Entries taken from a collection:
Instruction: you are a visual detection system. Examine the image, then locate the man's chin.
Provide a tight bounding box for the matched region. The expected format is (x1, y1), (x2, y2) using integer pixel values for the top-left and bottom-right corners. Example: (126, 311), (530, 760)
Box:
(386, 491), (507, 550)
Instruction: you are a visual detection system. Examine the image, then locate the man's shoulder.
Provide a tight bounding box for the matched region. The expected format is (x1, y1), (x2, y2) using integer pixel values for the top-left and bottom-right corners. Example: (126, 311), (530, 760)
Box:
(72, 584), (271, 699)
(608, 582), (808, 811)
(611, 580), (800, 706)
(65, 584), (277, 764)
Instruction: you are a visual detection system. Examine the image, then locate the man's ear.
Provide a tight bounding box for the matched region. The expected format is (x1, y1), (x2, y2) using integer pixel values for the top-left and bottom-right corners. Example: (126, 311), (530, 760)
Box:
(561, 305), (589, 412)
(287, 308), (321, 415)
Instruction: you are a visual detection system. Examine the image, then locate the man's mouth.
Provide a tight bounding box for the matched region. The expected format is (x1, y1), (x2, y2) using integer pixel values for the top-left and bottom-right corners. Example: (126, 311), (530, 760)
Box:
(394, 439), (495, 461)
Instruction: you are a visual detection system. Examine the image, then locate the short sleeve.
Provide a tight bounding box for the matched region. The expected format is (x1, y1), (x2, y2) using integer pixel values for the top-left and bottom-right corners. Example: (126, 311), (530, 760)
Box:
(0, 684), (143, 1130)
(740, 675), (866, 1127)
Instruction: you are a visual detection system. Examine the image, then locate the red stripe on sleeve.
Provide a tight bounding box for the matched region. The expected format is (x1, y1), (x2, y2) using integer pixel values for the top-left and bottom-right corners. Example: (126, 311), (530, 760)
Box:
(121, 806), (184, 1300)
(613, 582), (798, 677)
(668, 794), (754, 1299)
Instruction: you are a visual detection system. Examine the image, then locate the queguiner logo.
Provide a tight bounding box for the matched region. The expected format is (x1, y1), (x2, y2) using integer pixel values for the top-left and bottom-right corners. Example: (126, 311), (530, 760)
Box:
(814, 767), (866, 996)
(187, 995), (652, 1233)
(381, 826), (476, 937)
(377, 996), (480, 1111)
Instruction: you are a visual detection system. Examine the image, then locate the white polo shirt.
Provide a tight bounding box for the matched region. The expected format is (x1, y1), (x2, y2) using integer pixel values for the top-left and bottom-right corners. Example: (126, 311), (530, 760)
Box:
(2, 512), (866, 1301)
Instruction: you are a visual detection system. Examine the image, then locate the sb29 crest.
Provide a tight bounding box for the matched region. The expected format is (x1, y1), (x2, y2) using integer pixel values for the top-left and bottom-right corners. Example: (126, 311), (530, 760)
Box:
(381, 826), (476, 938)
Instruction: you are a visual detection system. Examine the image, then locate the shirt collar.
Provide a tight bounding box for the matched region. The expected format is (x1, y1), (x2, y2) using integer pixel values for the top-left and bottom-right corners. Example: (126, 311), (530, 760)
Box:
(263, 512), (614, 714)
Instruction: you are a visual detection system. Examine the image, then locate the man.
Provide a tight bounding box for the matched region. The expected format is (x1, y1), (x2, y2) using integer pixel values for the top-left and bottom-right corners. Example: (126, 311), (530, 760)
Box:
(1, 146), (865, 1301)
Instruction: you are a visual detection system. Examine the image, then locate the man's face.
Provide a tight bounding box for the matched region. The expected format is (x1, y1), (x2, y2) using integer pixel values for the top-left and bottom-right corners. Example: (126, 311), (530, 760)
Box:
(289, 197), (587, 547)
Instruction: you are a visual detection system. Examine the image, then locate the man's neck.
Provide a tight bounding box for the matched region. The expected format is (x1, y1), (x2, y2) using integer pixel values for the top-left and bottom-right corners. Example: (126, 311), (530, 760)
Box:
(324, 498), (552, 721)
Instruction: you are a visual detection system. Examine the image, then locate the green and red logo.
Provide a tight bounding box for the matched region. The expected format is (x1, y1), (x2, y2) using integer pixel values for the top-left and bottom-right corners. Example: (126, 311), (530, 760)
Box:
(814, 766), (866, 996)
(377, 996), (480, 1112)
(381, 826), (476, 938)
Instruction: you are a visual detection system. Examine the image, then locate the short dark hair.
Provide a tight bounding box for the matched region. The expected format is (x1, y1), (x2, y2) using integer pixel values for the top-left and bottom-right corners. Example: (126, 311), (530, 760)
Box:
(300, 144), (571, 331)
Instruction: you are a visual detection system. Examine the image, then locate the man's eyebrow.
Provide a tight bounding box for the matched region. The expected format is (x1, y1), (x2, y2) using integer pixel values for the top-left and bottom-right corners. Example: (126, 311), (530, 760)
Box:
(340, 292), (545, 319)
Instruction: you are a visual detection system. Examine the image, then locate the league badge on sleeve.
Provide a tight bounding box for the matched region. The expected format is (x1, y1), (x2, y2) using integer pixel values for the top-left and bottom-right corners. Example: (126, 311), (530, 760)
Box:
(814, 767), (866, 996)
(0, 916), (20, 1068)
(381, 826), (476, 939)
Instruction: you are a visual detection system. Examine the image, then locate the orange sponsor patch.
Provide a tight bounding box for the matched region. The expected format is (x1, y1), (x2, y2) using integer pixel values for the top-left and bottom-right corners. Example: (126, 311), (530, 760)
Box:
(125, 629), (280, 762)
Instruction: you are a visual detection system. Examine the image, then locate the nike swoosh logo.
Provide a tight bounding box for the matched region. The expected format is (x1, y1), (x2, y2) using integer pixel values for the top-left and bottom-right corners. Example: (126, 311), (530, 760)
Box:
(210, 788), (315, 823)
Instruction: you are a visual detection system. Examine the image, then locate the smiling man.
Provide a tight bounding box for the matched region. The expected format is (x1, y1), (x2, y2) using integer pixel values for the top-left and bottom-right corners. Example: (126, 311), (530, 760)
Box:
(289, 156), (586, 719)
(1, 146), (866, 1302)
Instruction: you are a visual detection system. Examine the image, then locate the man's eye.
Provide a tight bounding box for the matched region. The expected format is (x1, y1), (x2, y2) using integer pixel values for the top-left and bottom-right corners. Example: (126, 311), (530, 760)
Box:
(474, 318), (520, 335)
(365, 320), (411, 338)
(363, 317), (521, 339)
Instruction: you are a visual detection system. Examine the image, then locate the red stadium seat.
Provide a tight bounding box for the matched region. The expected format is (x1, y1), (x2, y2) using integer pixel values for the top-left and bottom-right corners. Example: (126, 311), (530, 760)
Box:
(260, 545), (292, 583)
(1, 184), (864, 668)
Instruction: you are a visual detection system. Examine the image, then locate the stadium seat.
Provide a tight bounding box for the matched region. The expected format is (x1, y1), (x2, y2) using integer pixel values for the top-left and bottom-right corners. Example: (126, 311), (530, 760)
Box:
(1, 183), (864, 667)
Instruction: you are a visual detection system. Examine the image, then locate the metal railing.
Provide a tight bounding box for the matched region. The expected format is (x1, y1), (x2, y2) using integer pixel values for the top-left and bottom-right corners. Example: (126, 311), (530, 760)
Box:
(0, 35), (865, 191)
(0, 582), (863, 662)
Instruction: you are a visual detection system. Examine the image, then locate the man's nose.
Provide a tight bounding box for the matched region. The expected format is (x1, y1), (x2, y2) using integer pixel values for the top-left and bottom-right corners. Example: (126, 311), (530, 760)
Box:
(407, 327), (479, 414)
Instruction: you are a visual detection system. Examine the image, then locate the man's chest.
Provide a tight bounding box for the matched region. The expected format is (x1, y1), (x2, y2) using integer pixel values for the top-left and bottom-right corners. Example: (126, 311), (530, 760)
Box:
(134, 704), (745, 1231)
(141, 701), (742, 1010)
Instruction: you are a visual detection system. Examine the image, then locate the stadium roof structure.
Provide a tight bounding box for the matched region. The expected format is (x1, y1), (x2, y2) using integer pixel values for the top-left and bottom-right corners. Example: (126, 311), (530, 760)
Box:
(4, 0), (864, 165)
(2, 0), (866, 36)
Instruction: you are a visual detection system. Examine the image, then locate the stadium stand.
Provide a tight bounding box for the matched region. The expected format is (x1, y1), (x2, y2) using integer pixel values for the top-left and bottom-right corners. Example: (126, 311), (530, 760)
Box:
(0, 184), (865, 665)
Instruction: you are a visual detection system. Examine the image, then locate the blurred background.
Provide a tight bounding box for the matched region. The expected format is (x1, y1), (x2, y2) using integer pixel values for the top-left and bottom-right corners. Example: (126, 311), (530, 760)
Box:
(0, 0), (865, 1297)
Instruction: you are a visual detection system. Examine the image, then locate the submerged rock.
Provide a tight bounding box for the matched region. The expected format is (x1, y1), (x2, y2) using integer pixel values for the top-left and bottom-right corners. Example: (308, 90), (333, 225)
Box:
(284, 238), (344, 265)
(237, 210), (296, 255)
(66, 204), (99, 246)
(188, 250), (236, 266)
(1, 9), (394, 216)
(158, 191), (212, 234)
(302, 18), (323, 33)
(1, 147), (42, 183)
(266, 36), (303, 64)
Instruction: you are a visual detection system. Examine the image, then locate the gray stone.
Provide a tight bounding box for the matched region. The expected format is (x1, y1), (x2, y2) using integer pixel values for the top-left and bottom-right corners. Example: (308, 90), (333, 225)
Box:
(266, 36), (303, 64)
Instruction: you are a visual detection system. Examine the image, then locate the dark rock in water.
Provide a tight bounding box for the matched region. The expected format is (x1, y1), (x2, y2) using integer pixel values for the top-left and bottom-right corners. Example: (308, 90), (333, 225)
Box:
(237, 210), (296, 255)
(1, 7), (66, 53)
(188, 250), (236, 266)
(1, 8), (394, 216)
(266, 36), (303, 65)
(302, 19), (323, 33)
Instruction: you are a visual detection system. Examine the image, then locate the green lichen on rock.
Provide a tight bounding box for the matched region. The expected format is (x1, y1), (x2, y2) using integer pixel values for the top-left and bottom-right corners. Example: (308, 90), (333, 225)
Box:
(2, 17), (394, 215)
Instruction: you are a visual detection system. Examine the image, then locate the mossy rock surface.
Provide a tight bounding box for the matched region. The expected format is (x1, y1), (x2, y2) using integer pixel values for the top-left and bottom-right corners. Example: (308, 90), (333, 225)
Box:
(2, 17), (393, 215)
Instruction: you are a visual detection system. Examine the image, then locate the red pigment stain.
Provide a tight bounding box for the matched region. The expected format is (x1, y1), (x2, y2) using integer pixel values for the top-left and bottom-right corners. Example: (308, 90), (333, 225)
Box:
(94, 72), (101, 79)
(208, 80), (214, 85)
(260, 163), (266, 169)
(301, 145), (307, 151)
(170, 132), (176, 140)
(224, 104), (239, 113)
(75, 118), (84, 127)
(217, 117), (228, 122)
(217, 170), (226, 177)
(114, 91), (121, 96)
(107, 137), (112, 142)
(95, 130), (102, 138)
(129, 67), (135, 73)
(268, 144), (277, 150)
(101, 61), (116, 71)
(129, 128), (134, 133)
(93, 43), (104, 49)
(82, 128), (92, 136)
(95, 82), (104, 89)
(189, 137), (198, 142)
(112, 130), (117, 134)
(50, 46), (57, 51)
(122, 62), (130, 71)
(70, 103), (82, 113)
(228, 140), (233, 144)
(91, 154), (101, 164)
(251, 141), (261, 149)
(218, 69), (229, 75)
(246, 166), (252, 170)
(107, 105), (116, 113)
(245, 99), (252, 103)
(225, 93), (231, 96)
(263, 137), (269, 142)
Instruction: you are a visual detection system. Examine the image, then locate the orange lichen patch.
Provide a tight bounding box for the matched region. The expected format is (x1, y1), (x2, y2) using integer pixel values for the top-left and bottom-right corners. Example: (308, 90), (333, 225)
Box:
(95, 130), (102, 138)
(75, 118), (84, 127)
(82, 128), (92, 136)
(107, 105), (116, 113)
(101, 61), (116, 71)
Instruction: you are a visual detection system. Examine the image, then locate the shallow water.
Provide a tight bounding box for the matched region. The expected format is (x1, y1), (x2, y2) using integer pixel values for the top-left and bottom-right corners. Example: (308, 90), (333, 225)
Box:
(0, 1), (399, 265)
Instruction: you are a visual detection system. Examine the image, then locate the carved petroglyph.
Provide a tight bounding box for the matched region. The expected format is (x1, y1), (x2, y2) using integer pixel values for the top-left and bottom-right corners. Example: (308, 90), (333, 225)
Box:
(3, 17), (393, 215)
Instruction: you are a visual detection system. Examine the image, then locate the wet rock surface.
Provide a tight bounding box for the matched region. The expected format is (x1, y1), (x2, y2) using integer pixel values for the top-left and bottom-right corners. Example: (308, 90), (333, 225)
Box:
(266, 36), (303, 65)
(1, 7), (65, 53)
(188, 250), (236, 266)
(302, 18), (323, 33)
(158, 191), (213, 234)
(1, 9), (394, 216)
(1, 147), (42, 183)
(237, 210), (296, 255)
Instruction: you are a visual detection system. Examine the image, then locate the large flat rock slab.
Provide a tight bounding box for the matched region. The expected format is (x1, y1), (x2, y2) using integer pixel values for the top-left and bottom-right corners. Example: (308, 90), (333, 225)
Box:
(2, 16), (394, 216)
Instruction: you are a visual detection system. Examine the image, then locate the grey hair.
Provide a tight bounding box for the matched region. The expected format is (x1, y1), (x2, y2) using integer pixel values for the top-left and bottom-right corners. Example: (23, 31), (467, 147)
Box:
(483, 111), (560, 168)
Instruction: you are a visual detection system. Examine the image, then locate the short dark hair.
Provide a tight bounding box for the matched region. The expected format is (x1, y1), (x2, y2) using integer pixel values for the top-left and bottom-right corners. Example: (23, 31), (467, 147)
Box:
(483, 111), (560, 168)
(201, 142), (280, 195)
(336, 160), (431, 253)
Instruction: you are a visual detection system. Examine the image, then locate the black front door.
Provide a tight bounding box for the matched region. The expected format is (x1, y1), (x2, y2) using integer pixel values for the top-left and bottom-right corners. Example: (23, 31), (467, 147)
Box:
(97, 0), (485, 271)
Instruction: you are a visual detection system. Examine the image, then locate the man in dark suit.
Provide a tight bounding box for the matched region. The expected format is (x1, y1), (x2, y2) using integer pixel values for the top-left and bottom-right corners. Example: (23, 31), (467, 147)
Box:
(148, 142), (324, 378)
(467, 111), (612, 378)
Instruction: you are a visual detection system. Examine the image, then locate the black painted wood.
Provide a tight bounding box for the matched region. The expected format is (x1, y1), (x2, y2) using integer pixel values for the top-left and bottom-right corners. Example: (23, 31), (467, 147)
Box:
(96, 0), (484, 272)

Task requirements:
Could you find every line in the records above that has the string "lichen" and copy it?

Solution:
Instruction: you are a visual detection system. Examine the image, then locate the green lichen on rock.
Instruction: you are a visual detection system. Examine the image, then locate the orange lichen patch.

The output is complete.